→ SET PROBLEM
Reproduce word for word the part of the reality TV passage below that begins at "There’s also the" and stops after "the genre thrives.".

··· QUOTED TEXT ···

Although, as I write this, it’s reinforcing the divides that marginalized reality TV from a “critic’s” beat in the first place. Back in 2012, Reality TV’s place in television culture was linked to the primacy of broadcast networks and weekly rituals, and covered accordingly. But as those rituals started to fade away in the streaming era, and you and other critics stopped covering reality programming through that lens, the genre’s cultural footprint was increasingly defined by the celebrity-driven docuseries that dominate on cable and have naturally made the move to Netflix et al. And while Netflix continues to invest in some attempts at competition programming—including the U.S. rights to The Great British Bake-Off—their biggest successes like Love is Blind have been shows that embrace the logics of reality TV as an engine of and space for celebrities.

There’s also the factor of gender: whereas most serialized dramas are understood in masculine terms, reality TV removed from its monocultural moment has become largely feminized, both in its perceived audience and in the tabloid frameworks through which it’s covered online. Perhaps this explains The Traitors’ success, managing to create a format and casting structure that serves fans of an earlier era of competition reality shows while also including enough Housewives and Bachelor alumni to activate the tabloid-esque spaces where the genre thrives.

··· PROVIDED DATA ···

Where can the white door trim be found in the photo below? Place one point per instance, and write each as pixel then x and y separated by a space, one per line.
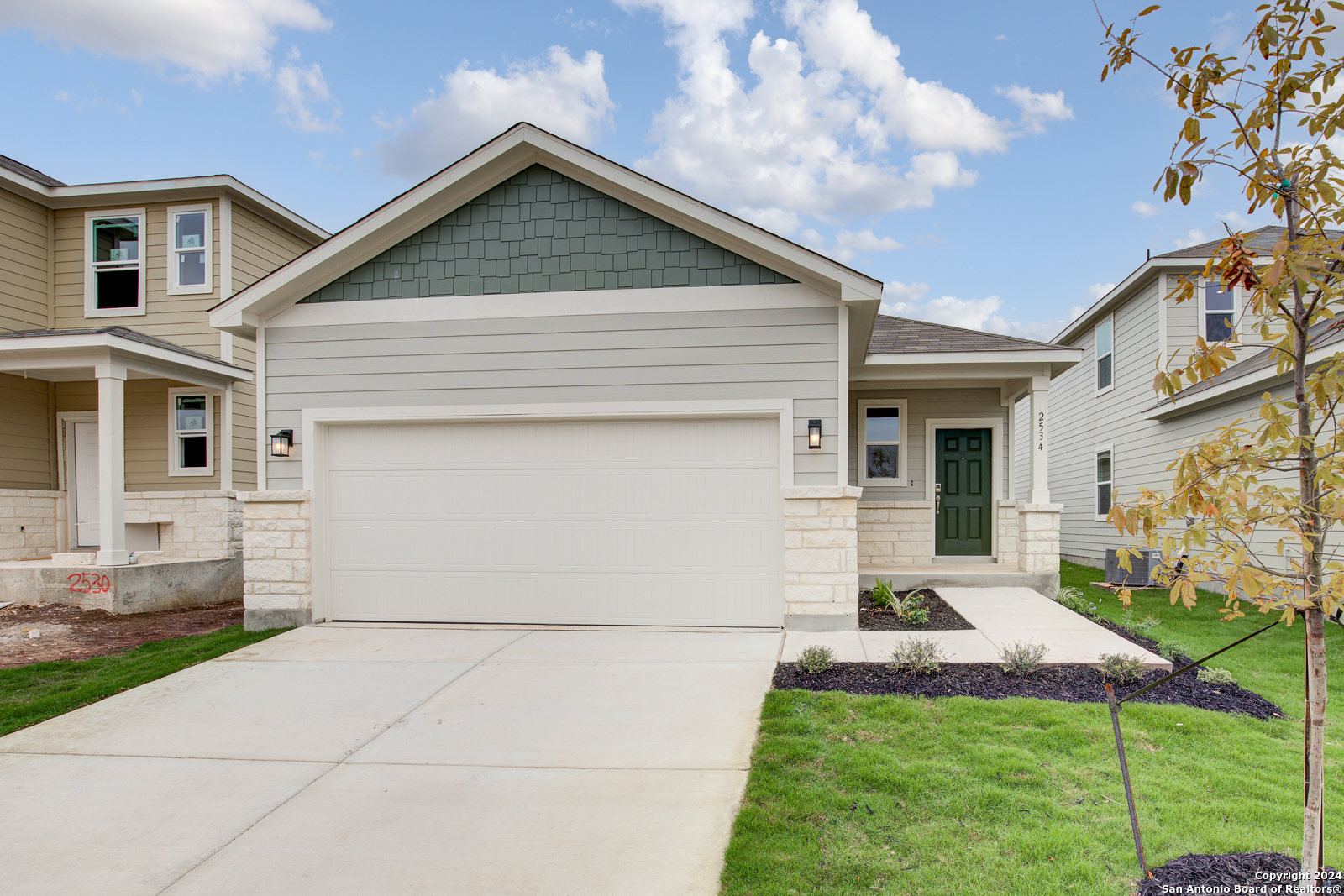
pixel 318 421
pixel 996 426
pixel 62 474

···

→ EXPECTED ANSWER
There’s also the factor of gender: whereas most serialized dramas are understood in masculine terms, reality TV removed from its monocultural moment has become largely feminized, both in its perceived audience and in the tabloid frameworks through which it’s covered online. Perhaps this explains The Traitors’ success, managing to create a format and casting structure that serves fans of an earlier era of competition reality shows while also including enough Housewives and Bachelor alumni to activate the tabloid-esque spaces where the genre thrives.